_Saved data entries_
/---

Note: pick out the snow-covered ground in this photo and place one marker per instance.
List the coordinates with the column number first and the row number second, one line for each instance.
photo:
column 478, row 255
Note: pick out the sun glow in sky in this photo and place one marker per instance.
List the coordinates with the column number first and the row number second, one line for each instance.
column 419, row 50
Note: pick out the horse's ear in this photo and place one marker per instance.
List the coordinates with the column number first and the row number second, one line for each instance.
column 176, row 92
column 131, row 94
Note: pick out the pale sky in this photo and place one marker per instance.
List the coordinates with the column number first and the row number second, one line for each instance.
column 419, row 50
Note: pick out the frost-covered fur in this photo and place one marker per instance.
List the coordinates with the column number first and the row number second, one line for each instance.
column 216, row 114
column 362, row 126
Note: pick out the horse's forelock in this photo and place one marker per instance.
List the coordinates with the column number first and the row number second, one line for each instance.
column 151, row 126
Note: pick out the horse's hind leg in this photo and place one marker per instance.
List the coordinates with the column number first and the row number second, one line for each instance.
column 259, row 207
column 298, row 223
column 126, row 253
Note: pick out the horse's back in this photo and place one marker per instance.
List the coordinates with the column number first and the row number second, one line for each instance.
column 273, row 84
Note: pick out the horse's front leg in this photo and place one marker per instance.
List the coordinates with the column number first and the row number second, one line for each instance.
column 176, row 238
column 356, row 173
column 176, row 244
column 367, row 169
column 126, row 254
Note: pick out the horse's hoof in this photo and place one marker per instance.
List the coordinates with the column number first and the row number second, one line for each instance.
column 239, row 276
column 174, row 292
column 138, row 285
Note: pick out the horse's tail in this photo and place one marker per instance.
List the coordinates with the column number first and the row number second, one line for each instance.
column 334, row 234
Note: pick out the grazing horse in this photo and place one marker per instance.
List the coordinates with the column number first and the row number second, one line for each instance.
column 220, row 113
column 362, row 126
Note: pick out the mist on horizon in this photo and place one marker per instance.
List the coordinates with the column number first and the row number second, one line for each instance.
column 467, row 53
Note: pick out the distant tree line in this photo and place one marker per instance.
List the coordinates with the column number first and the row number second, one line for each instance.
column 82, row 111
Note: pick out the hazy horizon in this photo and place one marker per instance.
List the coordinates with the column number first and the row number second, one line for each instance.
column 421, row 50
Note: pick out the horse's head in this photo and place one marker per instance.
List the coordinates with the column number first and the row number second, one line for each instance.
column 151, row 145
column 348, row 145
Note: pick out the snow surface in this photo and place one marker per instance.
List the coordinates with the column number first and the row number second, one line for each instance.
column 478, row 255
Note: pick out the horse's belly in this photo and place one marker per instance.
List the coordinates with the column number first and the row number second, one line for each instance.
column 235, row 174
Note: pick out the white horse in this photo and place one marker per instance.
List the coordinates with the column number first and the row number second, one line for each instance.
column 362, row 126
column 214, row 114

\---

Output the entries above in their entirety, exactly as written.

Note: pick out the snow-covered ground in this photo and place one marker per instance.
List the coordinates with the column number first and the row number second, one line for each instance.
photo:
column 478, row 255
Note: pick out the sun glow in sky in this photo and place one marker per instance.
List the coordinates with the column number first and the row number second, one line for each instance.
column 419, row 50
Note: pick out the horse's ear in this photo and place one marker per instance.
List the coordinates with the column number first and the row number second, one line for each instance.
column 176, row 92
column 131, row 94
Note: pick out the pale sky in this photo and place one marker per instance.
List the coordinates with the column number first and the row number second, one line for each instance.
column 419, row 50
Note: pick out the frost-covered fur in this photo and place one marker per instance.
List the coordinates with the column number first and the row number second, one line for each instance.
column 216, row 114
column 362, row 126
Note: pick out the horse's forelock in this photo and place one marker per instance.
List the coordinates with the column number first and the row number second, one line for each instance.
column 151, row 126
Note: pick out the horse's hind leg in this photo and place one marker per instance.
List the coordinates with the column number first and the row number second, one line for each instance.
column 259, row 207
column 298, row 223
column 126, row 253
Note: pick out the horse's back in this photo and place one marker per instance.
List the coordinates with the column number first and the row number second, one line for each instance.
column 273, row 84
Note: pick out the horse's front leg in this photo and place one marker per instance.
List the coordinates with the column number first and the row number second, one line for each instance.
column 176, row 238
column 356, row 173
column 176, row 244
column 367, row 169
column 126, row 254
Note: pick out the horse's hoof in this photo and place one marker per instance.
List the coordinates with the column number first and the row number second, one line for each instance.
column 239, row 276
column 174, row 292
column 138, row 285
Note: pick out the horse's tail in this photo and place one marker per instance.
List the coordinates with the column number first and the row number second, one line for each instance.
column 334, row 234
Note: pick out the grazing horse in this photo and place one marker per instance.
List the coordinates with the column number first and the row number second, one line for each instance.
column 220, row 113
column 362, row 126
Note: pick out the mist on horizon in this photo and place one marker per instance.
List the coordinates with the column number first and the row number second, one line for each instance.
column 467, row 53
Note: pick out the distant tree line in this photo and place one marker per instance.
List the coordinates with the column number first and the row number second, one line for each instance.
column 82, row 111
Note: pick out the hazy horizon in this photo and place one marker per instance.
List the coordinates with the column number first and the row number second, one line for each instance.
column 421, row 50
Note: pick out the horse's head in this photo and place one marker per instance.
List the coordinates with the column number first and the row number second, one line for each instance.
column 151, row 145
column 348, row 145
Note: pick out the snow surface in this photo and place one marker per instance.
List the coordinates with the column number first and the row number second, one line for each instance.
column 478, row 255
Note: pick out the horse's belly in this photo and place one marker per instance.
List the coordinates with the column number first and the row number second, one line for each instance.
column 235, row 174
Note: pick out the white horse in this photo and place one marker per instance.
List the coordinates with the column number first and the row number second, one line for each instance.
column 362, row 126
column 214, row 114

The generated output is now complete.